*Document excerpt*
☆ ☆ ☆

Add overhead experiment

manforowicz · manforowicz · commit 31c508cac0ef · 2026-03-02T15:40:21.000-08:00
diff --git a/src/posts/intro_to_rust_async/intro_to_rust_async.md b/src/posts/intro_to_rust_async/intro_to_rust_async.md
@@ -157,7 +157,7 @@ On the other hand, the OS must store a stack and all registers for each suspende
 To "schedule" a future, Tokio simply calls `poll()` on it, and its state machine proceeds to the next `await` point.
 On the other hand, the OS must save and restore all registers on each context switch.
 
-See [overhead_experiment.md](overhead_experiment.md) for a real test.
+See this [overhead_experiment](overhead_experiment/).

☆ ☆ ☆

*Listing*
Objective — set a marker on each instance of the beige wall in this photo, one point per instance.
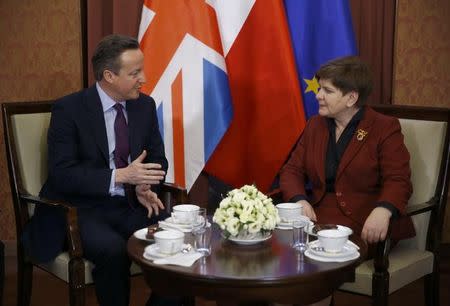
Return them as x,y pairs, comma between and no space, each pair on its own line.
422,59
40,59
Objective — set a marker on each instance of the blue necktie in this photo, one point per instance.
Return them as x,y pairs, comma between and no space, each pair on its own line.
122,149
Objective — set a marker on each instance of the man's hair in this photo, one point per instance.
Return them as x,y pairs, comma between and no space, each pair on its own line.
108,51
348,74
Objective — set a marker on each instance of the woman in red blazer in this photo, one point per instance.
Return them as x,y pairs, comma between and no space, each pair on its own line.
353,159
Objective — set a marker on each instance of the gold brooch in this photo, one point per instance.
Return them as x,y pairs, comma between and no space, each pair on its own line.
360,134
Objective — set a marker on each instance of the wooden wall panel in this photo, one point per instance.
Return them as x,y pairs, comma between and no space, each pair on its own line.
40,59
422,53
422,59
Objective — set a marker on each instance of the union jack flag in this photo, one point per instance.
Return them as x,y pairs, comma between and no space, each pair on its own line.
223,76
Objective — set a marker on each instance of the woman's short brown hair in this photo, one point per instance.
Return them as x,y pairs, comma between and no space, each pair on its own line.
347,74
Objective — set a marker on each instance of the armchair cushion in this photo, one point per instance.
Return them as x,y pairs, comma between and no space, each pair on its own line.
405,266
60,268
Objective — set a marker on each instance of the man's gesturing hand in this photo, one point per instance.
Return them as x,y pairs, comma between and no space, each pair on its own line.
140,173
148,199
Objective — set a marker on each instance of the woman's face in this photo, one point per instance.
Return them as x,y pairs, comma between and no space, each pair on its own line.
332,103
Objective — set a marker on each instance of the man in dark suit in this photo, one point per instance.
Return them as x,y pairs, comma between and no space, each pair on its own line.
106,157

☆ ☆ ☆

*The tasks*
**1.** Collect every line of the entries that contains the string "wall", matching case exactly.
**2.** Write what comes next in the Rust async commit diff, picking up after its final line.

*Responses to the exercise*
**1.**
Objective — set a marker on each instance of the beige wall in this photo, one point per instance.
Objective — set a marker on each instance of the wooden wall panel in this photo, one point per instance.

**2.**
 ### Async benefit: cancellation
 
diff --git a/src/posts/intro_to_rust_async/overhead_experiment.md b/src/posts/intro_to_rust_async/overhead_experiment.md
@@ -0,0 +1,89 @@
+---
+title: OS Threads vs. Async overhead
+date: 2026-03-02
+override:tags: []
+layout: base.html
+permalink: "intro_to_rust_async/overhead_experiment/index.html"
+---
+
+Let's compare the overhead of OS threads and async Tokio tasks on an IO-bound workload where tasks spend most of their time waiting on something.
+
+(Note that on CPU-bound computations, async doesn't provide any advantage over OS threads.)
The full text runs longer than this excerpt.